**Provided records**
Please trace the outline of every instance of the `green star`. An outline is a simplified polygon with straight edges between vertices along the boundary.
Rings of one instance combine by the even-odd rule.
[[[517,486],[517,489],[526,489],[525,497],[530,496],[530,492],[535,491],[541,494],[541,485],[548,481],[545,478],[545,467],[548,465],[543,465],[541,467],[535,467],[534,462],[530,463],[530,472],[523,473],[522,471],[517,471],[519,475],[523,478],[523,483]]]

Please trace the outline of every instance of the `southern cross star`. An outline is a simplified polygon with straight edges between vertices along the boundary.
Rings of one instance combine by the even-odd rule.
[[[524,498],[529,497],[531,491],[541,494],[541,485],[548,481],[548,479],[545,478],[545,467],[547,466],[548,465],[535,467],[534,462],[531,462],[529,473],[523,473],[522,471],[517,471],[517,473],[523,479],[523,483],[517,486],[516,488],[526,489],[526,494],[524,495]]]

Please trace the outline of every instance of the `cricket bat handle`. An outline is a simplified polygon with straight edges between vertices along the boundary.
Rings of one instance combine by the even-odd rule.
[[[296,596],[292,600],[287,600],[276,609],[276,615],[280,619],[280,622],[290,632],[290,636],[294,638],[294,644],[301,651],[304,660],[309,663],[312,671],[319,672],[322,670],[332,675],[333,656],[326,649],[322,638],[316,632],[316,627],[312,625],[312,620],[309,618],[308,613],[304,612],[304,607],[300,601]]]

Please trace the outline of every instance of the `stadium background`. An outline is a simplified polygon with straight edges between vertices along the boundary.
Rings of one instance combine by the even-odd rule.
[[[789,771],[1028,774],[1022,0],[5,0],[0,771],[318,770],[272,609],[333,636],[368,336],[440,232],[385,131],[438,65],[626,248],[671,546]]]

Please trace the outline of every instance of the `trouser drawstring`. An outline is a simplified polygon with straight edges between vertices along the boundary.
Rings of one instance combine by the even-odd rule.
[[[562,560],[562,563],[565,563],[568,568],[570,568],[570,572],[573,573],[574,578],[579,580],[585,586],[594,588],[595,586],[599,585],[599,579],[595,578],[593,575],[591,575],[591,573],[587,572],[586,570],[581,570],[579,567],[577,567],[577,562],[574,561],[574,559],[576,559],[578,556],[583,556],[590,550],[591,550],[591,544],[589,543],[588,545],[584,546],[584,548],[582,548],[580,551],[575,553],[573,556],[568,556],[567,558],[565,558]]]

**Prompt**
Restate the data above word for word, please.

**Output for this task**
Please trace the outline of every instance of the `green star`. An outline is a simplified polygon with straight edges between vertices along the boundary.
Rings of one instance combine by the even-odd rule.
[[[517,486],[517,489],[526,489],[525,497],[530,496],[530,492],[535,491],[541,494],[541,485],[548,481],[545,478],[545,467],[548,465],[543,465],[541,467],[535,467],[534,462],[530,463],[530,472],[523,473],[522,471],[517,471],[519,475],[523,478],[523,483]]]

Please trace the outline of every instance of the `southern cross star`. An outline is a simplified polygon with straight edges between vertices along the boundary.
Rings of one instance combine by the even-odd rule.
[[[524,498],[529,497],[531,491],[541,494],[541,485],[548,481],[548,479],[545,478],[545,467],[547,466],[548,465],[535,467],[534,462],[531,462],[529,473],[523,473],[522,471],[517,471],[517,473],[523,479],[523,483],[517,486],[516,488],[526,489],[526,494],[524,495]]]

Please trace the outline of every instance of the `cricket bat handle`. An outline is a simplified polygon with straight edges between vertices along the boundary.
Rings of one instance combine by the even-odd rule.
[[[296,596],[292,600],[287,600],[276,609],[276,615],[280,619],[280,622],[290,632],[290,636],[294,638],[294,644],[301,651],[304,660],[309,663],[312,671],[319,672],[322,670],[332,675],[333,656],[326,649],[322,638],[316,632],[316,627],[312,625],[312,620],[309,618],[308,613],[304,612],[304,607],[300,601]]]

Please trace the outline of every instance of the `stadium background`. An outline is a simplified polygon with straight edges between vertices along the boundary.
Rings of one instance combine by the even-odd rule.
[[[789,771],[1028,774],[1022,0],[5,0],[0,771],[318,770],[272,609],[333,636],[368,336],[440,232],[385,131],[438,65],[626,248],[671,546]]]

Please trace the outline of every instance of the `trouser drawstring`. An outline is a simplified polygon with straight edges between vertices along the boundary.
Rings of one instance combine by the even-odd rule.
[[[562,560],[562,563],[565,563],[568,568],[570,568],[570,572],[573,573],[574,578],[579,580],[585,586],[594,588],[595,586],[599,585],[599,579],[595,578],[593,575],[591,575],[591,573],[587,572],[586,570],[581,570],[579,567],[577,567],[577,562],[574,561],[574,559],[576,559],[578,556],[583,556],[590,550],[591,550],[591,544],[589,543],[588,545],[584,546],[584,548],[582,548],[580,551],[575,553],[573,556],[568,556],[567,558],[565,558]]]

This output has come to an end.